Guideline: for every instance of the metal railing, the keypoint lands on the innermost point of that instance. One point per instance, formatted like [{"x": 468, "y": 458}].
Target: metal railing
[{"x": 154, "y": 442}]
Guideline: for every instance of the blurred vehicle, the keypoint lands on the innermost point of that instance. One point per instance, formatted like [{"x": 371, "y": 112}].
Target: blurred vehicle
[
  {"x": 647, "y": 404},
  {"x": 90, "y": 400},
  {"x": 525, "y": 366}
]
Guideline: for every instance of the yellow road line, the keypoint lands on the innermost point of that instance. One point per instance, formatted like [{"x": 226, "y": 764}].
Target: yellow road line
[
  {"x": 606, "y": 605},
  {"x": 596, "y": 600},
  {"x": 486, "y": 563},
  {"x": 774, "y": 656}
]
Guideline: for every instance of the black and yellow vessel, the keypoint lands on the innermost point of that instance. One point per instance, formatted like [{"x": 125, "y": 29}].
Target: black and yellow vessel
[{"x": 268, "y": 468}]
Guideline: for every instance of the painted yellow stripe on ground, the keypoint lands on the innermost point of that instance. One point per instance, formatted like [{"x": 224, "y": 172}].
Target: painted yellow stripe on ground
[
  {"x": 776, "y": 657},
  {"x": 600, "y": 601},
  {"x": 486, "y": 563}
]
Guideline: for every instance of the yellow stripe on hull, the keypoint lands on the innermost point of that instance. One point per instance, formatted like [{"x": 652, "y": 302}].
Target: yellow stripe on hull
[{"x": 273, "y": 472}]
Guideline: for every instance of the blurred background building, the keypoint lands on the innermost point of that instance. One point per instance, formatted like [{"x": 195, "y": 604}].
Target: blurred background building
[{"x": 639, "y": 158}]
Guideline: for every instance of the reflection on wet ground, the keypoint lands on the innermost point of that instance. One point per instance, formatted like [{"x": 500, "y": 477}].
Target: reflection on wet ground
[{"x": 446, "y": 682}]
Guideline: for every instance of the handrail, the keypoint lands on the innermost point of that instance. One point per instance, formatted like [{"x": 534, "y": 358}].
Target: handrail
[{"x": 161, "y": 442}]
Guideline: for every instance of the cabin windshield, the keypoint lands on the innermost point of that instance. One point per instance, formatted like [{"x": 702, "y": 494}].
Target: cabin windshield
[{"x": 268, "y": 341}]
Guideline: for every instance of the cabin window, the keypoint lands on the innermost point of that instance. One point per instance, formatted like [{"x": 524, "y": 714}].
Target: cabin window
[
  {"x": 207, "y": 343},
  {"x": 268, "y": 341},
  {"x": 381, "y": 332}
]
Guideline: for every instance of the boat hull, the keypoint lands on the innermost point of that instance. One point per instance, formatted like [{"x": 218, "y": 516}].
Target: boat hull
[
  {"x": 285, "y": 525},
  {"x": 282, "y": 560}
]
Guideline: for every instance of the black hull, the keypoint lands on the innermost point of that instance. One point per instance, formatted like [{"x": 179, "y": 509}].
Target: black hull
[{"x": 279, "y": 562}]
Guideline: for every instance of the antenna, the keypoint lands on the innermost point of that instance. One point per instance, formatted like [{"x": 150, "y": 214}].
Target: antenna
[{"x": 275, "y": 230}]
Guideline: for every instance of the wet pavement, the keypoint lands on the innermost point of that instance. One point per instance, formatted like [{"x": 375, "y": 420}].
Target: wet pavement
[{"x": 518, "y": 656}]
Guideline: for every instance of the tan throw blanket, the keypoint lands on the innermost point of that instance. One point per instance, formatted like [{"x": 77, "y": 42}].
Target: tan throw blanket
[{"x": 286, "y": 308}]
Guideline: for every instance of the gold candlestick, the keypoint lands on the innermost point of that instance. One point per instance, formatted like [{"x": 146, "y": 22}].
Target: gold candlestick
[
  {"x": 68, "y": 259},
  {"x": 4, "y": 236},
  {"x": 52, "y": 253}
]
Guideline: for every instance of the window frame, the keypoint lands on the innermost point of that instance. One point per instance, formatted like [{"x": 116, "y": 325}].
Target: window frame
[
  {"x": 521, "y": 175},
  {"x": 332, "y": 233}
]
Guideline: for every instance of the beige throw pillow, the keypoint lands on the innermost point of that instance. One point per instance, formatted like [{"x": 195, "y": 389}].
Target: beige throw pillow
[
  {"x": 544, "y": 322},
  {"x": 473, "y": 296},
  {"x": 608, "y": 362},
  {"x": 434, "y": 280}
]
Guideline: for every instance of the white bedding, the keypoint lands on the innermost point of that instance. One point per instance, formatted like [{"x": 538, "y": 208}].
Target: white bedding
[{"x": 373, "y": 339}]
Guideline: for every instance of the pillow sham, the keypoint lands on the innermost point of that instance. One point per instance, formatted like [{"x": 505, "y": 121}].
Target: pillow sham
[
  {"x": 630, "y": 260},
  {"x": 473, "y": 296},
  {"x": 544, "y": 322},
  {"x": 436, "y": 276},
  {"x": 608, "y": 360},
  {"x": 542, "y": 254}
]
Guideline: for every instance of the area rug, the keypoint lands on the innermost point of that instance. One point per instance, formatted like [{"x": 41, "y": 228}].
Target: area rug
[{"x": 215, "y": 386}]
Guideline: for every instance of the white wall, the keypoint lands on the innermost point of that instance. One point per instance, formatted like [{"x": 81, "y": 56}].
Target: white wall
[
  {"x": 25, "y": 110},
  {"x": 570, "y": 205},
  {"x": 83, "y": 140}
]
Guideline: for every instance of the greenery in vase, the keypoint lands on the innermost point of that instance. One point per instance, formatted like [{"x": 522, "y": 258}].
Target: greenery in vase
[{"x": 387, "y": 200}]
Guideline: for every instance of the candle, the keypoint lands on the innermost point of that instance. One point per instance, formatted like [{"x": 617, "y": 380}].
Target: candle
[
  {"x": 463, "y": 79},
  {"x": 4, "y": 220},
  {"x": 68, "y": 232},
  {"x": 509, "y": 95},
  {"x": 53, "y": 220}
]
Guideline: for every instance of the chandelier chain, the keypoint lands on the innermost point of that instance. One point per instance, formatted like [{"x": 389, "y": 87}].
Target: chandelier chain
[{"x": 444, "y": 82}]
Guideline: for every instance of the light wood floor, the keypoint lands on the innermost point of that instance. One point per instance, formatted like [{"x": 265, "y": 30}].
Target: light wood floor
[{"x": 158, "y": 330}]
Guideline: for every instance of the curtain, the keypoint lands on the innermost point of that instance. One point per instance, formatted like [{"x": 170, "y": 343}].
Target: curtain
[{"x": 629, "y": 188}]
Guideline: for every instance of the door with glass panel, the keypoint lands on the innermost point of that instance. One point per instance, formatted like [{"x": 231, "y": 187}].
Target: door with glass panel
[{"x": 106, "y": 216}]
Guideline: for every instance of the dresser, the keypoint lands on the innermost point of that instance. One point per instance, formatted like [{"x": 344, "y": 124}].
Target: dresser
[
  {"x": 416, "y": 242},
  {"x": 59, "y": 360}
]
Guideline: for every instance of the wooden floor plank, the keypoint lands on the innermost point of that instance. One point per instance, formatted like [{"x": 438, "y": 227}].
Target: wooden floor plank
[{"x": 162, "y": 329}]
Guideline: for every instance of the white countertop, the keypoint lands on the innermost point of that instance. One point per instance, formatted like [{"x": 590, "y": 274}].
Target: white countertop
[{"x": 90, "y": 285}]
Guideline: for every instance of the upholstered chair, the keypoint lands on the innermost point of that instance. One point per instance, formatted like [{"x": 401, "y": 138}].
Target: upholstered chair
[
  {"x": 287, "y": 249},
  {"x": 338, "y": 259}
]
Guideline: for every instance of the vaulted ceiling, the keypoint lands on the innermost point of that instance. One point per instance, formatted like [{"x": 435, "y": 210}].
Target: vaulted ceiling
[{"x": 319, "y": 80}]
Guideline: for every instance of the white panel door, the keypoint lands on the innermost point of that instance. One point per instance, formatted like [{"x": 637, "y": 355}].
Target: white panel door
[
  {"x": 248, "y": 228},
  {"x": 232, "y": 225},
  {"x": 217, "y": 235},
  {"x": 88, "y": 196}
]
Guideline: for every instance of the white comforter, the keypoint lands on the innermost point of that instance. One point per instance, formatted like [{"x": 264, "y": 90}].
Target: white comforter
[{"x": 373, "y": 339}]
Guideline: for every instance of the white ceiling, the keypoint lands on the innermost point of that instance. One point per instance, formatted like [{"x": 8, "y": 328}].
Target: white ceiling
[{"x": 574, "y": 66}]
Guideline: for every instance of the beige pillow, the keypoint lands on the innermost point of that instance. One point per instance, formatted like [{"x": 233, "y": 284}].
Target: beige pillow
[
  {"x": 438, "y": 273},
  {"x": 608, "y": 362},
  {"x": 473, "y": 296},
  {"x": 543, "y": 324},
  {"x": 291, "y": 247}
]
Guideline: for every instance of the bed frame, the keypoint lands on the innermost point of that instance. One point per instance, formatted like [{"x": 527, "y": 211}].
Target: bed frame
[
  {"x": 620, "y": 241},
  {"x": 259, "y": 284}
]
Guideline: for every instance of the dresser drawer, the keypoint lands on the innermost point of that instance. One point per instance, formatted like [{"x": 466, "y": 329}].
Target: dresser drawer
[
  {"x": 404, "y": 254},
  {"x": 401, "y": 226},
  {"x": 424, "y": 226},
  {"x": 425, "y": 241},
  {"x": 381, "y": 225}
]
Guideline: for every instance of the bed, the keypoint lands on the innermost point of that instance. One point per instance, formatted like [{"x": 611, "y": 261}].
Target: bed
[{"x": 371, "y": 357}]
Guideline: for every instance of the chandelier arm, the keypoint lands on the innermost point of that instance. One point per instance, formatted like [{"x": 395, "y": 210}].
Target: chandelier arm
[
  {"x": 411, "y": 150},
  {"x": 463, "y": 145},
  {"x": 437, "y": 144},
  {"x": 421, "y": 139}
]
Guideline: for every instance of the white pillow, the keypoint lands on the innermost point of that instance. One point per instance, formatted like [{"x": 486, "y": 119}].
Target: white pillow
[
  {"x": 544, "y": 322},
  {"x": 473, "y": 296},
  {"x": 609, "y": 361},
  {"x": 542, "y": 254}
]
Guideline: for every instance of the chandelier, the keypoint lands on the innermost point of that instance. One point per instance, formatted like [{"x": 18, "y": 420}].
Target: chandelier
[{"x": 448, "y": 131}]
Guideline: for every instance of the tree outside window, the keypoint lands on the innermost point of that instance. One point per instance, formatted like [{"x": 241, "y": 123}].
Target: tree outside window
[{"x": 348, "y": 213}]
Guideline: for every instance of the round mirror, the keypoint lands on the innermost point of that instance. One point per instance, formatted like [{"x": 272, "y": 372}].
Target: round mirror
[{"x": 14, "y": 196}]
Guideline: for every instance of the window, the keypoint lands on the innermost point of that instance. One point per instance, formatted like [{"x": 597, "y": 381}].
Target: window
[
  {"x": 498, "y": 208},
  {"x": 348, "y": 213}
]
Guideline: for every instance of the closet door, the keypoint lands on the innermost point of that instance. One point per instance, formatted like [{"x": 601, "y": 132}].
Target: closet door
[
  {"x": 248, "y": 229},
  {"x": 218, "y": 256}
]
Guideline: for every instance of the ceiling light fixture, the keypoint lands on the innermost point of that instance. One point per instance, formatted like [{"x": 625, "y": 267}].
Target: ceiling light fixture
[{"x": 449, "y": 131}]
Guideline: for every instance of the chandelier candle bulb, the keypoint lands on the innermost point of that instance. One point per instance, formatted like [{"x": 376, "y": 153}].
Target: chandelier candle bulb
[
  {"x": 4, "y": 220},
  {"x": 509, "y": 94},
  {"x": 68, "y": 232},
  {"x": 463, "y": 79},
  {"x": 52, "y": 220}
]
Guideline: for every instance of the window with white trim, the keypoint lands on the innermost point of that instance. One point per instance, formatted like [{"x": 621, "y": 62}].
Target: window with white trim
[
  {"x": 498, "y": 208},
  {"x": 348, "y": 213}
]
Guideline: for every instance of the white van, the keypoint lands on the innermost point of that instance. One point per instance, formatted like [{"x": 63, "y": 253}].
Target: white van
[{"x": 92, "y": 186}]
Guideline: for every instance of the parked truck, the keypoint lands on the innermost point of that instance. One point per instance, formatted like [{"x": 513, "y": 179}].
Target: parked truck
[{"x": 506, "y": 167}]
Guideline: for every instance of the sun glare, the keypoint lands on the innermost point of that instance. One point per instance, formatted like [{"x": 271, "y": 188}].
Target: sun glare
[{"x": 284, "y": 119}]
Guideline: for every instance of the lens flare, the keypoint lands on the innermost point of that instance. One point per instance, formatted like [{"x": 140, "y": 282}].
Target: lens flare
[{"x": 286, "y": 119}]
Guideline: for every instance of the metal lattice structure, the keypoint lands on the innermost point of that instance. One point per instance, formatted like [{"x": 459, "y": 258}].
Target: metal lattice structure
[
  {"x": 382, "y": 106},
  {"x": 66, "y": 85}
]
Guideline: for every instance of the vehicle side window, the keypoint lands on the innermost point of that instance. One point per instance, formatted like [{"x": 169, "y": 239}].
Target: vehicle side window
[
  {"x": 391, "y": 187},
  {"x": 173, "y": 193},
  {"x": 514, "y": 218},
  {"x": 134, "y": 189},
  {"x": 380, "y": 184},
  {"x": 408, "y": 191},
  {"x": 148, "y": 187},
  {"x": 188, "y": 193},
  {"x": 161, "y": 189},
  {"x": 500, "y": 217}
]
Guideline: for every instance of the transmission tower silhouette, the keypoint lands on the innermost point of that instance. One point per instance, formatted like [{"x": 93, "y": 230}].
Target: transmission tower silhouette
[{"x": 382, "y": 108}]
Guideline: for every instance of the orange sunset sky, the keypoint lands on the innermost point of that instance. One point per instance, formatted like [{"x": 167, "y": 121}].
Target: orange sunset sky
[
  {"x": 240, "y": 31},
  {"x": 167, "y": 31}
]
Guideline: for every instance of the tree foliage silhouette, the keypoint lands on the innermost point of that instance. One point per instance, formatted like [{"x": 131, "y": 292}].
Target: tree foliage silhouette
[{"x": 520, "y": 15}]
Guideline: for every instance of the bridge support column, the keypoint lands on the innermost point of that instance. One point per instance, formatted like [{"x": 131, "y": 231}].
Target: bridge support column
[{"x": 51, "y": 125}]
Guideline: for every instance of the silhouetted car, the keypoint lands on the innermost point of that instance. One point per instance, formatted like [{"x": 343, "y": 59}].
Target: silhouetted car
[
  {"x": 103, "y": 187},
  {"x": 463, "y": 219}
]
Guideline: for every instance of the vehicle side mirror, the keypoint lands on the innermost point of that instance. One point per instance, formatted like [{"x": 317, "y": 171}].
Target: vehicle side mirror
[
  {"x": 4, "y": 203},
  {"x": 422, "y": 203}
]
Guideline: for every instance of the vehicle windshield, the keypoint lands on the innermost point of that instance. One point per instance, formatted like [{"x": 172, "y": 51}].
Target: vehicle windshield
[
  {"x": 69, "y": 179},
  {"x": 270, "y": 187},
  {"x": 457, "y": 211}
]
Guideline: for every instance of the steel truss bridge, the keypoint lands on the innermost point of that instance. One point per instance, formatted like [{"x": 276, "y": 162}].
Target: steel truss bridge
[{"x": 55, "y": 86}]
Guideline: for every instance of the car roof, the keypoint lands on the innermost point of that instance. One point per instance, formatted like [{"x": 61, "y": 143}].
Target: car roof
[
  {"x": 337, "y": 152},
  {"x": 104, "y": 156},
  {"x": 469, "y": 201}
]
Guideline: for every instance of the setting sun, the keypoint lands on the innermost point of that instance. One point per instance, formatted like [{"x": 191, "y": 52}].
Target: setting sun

◇ ◇ ◇ ◇

Go line by line through the data, copying each one that contains the word "setting".

EXERCISE OUTPUT »
Guideline: for every instance of the setting sun, the keypoint lands on the innermost point of that instance. One point per instance, formatted like [{"x": 191, "y": 52}].
Target: setting sun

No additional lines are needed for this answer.